START DATA FOR THE TASK

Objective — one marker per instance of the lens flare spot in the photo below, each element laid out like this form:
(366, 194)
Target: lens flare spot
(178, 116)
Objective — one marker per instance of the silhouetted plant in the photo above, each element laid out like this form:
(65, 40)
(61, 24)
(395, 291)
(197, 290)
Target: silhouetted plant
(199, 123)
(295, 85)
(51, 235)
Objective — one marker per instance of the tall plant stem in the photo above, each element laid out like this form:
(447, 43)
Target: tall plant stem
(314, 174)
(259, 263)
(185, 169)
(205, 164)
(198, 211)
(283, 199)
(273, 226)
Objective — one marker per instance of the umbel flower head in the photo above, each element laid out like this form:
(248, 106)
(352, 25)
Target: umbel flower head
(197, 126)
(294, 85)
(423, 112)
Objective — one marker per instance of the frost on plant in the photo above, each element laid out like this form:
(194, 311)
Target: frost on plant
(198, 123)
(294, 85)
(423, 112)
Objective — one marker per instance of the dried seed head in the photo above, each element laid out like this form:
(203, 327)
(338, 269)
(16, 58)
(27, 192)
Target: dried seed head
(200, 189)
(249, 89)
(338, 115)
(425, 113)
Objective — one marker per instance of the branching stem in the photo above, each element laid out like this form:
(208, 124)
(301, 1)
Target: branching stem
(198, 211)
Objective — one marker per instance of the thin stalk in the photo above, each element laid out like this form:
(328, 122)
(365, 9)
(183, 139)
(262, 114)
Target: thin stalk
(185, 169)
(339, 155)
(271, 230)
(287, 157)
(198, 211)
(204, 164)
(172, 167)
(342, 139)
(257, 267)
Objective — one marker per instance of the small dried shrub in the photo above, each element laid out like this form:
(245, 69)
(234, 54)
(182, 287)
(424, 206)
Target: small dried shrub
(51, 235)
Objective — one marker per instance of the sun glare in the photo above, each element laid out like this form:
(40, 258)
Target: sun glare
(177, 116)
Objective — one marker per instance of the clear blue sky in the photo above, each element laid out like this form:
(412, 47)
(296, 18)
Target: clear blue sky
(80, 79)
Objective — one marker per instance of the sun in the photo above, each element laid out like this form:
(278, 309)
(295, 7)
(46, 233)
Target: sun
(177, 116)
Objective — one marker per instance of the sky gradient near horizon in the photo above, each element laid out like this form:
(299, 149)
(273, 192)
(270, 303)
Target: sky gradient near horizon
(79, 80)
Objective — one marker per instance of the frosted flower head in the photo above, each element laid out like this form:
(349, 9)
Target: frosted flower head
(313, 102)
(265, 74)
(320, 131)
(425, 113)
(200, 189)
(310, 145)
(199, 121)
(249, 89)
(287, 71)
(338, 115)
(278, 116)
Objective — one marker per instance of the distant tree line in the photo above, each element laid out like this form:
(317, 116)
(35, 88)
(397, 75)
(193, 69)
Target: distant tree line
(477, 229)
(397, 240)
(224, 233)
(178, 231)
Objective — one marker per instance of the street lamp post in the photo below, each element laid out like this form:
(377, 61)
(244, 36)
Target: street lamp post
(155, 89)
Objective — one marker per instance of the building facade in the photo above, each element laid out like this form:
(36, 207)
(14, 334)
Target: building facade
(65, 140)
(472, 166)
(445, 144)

END DATA FOR THE TASK

§ **EXERCISE INSTRUCTIONS**
Write out only those lines of the entries that lie between the line containing "Objective — one marker per instance of the building" and the last line, inclusive, reproducing them exactly.

§ **SOLUTION FOR THIS PROBLEM**
Objective — one marker per instance of the building facade in the photo above, each element laid out like this form:
(36, 207)
(14, 334)
Target: building facade
(65, 140)
(472, 166)
(445, 144)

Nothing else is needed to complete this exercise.